| TASK OBJECTIVE |
Can you rewrite the stretch of the post on depression from "I have struggled" through "past 3-4 months.", swapping "catalyst" for "spark"?

| TEXT EXCERPT |
────
Saturday, November 6, 2010

Anti-depressants anyone?


I have struggled with depression pretty much my entire life. It's a frustrating phenomenon that has, at times, controlled my life. I have felt helpless as it descended upon me with no warning and no clear departure date, to bring me down and squash my spirit without my permission. Over the years, I have worked hard to learn good coping techniques to minimize depressions affects and damage on my life. Really, struggling with depression has been the catalyst for lots of great personal growth and wonderful learning opportunities. At the same time, I have felt so frustrated that no matter how hard I tried, I still fell prey to it's power over me. Recently and joyfully, I have noticed that depression has not been a very large part of my life at all these past 3-4 months.

Everyone has heard or read that exercise and healthy eating are wonderful tools to combat depression. Like most people who have heard this, I have only given these anti-depressants a "try" for short periods of time...then feel justified in using the excuse "well, exercise and healthy eating didn't work for MY depression" when I lost my steam and stopped trying. This time, however, has been much different. I committed at the beginning of this journey to NEVER GIVE UP until I reached my goal! I gave myself permission to trust myself to actually follow-through....and I've followed through knowing I could not let myself down.

I was so happy to come to the realization that my healthy lifestyle has kept my depression at bay! I have always been wary of pharmaceutical anti-depressants and so have never taken any, while wondering in the back of my head if I was making the wrong choice and furthering my suffering. Now, however, I know that I have the power to create my own anti-depressant lifestyle by exercising religiously (i.e. regularly) and heating healthfully with minimal junk.

I know and accept I will still have "downs" and that, like an alcoholic, I will always have depression looming over me in some way. I also know that I will always have the tools necessary to minimize and quicken any episodes that creep in. That knowledge gives me plenty of another one of the best non-pharmaceutical anti-depressants out there: HOPE.

If you struggle with depression, I challenge you to take control of your happiness by changing your lifestyle to include more daily exercise, lots of fresh healthy foods and minimal junk. Change the way you live, don't just "try"!

A healthy lifestyle truly is the very best anti-depressant there is!!
────
| DATASET ENTRIES |

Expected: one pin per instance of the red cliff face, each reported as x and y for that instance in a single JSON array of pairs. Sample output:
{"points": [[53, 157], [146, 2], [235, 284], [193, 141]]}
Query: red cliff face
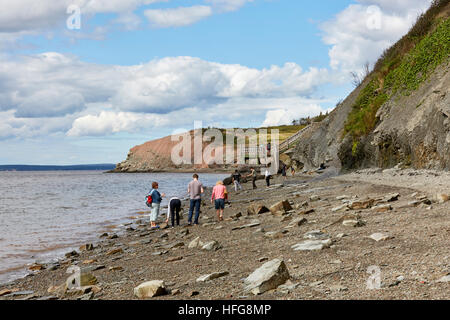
{"points": [[155, 155]]}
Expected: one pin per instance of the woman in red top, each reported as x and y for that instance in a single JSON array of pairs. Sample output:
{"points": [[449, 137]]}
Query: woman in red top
{"points": [[218, 195]]}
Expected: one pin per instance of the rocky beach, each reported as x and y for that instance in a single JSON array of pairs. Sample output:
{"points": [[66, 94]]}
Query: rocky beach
{"points": [[371, 234]]}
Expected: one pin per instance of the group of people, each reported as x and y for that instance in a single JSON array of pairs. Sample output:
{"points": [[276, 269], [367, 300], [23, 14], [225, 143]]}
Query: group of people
{"points": [[195, 189]]}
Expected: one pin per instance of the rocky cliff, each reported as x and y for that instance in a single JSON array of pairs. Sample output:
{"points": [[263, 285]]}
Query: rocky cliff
{"points": [[399, 115]]}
────
| EXERCISE RESULT |
I have struggled with depression pretty much my entire life. It's a frustrating phenomenon that has, at times, controlled my life. I have felt helpless as it descended upon me with no warning and no clear departure date, to bring me down and squash my spirit without my permission. Over the years, I have worked hard to learn good coping techniques to minimize depressions affects and damage on my life. Really, struggling with depression has been the spark for lots of great personal growth and wonderful learning opportunities. At the same time, I have felt so frustrated that no matter how hard I tried, I still fell prey to it's power over me. Recently and joyfully, I have noticed that depression has not been a very large part of my life at all these past 3-4 months.